**Problem to solve:** In the records below, the line with "Expected: one point per instance of the outdoor" opens the range and the line with "Expected: one point per instance of the front" closes it; print that range exactly and nothing else.

**Records supplied:**
* * * * * * * * *
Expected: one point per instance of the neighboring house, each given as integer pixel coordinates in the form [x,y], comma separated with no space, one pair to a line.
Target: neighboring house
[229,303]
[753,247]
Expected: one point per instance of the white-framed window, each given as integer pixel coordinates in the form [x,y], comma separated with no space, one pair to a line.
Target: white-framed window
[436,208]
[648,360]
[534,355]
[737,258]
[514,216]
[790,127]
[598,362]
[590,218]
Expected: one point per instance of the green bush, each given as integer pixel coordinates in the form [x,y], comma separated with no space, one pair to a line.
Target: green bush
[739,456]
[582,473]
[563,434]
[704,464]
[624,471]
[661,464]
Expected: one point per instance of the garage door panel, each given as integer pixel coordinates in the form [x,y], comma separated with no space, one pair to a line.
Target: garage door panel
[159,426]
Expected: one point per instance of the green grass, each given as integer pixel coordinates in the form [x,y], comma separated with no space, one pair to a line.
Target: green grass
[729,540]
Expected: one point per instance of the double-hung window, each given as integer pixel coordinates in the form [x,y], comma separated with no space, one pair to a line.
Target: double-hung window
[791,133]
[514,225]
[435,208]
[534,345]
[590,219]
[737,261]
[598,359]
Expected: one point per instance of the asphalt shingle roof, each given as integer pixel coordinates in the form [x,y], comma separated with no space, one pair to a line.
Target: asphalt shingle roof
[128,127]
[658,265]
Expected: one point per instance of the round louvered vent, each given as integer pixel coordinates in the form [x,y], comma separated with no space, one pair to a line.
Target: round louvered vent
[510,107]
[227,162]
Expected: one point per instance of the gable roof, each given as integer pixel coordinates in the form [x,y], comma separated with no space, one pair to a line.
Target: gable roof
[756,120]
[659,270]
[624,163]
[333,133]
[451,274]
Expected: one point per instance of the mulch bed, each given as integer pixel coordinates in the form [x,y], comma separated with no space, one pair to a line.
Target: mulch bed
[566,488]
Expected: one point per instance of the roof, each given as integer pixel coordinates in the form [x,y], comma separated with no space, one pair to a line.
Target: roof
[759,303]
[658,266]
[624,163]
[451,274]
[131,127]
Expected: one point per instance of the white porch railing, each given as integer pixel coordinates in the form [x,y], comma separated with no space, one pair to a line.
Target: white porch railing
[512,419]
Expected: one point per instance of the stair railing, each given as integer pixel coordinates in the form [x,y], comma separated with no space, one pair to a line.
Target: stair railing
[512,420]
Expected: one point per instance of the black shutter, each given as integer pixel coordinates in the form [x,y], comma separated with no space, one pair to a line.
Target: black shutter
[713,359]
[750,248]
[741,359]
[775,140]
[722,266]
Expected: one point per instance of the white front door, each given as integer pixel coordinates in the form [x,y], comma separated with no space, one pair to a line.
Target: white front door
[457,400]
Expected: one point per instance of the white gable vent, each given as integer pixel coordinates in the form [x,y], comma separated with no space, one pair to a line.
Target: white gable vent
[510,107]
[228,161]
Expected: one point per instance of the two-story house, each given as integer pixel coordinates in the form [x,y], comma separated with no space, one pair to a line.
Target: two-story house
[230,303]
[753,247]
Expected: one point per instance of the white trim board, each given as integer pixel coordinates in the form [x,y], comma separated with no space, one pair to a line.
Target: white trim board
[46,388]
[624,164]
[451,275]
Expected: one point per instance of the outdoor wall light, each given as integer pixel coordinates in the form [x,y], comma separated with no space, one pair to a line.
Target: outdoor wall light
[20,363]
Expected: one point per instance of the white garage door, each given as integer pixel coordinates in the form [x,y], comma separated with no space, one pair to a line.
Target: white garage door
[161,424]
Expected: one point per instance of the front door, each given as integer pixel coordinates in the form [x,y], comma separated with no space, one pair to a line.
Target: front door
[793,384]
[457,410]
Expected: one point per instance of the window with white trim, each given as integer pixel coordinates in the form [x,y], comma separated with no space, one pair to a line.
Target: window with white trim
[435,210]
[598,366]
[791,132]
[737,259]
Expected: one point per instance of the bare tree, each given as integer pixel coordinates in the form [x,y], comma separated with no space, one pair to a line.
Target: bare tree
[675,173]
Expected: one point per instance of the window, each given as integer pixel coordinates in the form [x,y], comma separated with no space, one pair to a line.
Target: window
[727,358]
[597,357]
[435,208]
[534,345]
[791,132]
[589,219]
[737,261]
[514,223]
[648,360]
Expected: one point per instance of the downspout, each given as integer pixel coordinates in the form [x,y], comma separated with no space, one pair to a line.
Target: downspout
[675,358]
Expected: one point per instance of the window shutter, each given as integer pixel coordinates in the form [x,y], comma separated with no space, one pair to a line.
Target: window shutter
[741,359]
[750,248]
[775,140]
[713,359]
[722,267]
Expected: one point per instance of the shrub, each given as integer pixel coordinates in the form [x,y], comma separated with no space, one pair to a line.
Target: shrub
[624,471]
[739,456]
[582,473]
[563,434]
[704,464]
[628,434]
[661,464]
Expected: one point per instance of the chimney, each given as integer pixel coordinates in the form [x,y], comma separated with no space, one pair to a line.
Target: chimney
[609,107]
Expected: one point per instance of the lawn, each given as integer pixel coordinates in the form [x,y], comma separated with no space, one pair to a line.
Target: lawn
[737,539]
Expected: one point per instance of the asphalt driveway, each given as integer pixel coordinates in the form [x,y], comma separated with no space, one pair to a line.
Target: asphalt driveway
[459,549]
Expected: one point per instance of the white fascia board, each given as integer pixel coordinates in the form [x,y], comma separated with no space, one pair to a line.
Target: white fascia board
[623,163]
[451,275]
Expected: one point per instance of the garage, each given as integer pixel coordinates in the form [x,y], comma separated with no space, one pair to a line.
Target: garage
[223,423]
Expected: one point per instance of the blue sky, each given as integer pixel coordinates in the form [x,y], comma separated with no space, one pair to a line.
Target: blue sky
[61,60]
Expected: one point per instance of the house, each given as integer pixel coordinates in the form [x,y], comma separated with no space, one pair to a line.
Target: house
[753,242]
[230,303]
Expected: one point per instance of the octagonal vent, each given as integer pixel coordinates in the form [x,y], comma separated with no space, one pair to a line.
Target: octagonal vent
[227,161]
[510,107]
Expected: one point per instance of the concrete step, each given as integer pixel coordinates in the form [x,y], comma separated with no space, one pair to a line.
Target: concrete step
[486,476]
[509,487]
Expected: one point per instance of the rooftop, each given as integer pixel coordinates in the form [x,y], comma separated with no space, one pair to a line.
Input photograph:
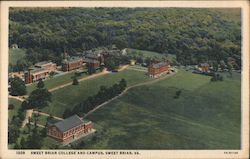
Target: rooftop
[38,70]
[43,63]
[87,60]
[73,59]
[160,64]
[68,123]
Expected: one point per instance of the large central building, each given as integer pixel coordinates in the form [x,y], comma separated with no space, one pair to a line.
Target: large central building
[72,63]
[69,129]
[40,71]
[157,69]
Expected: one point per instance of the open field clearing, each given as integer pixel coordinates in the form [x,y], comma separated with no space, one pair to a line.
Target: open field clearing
[15,54]
[69,96]
[205,116]
[150,54]
[17,105]
[55,81]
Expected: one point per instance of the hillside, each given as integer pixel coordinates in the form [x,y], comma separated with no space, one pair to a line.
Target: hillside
[205,116]
[193,35]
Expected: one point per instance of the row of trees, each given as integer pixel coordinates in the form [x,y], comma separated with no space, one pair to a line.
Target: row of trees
[194,35]
[38,98]
[91,102]
[33,141]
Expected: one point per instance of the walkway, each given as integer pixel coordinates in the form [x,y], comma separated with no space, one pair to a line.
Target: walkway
[127,89]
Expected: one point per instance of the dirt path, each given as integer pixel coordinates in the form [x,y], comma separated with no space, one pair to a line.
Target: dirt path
[46,114]
[127,89]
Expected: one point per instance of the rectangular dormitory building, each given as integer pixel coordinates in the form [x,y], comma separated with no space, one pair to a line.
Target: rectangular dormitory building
[69,129]
[72,64]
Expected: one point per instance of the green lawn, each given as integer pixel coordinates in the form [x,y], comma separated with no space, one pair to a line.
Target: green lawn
[55,81]
[15,54]
[150,54]
[205,116]
[69,96]
[41,119]
[17,105]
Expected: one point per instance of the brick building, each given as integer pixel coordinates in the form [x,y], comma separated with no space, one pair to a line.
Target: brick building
[50,66]
[157,69]
[94,63]
[34,74]
[95,56]
[69,129]
[72,63]
[40,71]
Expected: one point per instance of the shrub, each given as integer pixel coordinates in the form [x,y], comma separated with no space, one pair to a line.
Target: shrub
[11,106]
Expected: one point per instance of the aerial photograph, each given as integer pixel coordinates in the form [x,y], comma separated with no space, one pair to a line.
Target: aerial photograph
[124,78]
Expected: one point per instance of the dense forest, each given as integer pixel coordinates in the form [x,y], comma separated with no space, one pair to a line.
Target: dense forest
[193,35]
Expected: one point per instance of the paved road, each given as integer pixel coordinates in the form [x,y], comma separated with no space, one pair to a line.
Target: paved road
[127,89]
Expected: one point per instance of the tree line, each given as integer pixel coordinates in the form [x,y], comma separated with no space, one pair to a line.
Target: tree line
[193,35]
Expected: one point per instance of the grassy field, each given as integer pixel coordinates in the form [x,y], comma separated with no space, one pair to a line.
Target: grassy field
[55,81]
[150,54]
[69,96]
[17,105]
[15,54]
[205,116]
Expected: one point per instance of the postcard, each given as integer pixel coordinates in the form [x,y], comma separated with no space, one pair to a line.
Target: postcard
[124,79]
* * * * * * * * *
**Solution:**
Expected: one point per instance of the outdoor wall light, each given as integer pixel coordinates in the form [x,y], comma separated with no space, one pair to a line.
Target: outdoor wall light
[20,363]
Expected: one point per instance of the white garage door, each given as integer pixel coordinates in the form [x,y], comma separated with no space, one pair to a line.
Target: white garage door
[161,424]
Expected: one point per instance of the front door, each given as integer pixel coordinates in the form [x,y], comma separated with no space, one pair to a line.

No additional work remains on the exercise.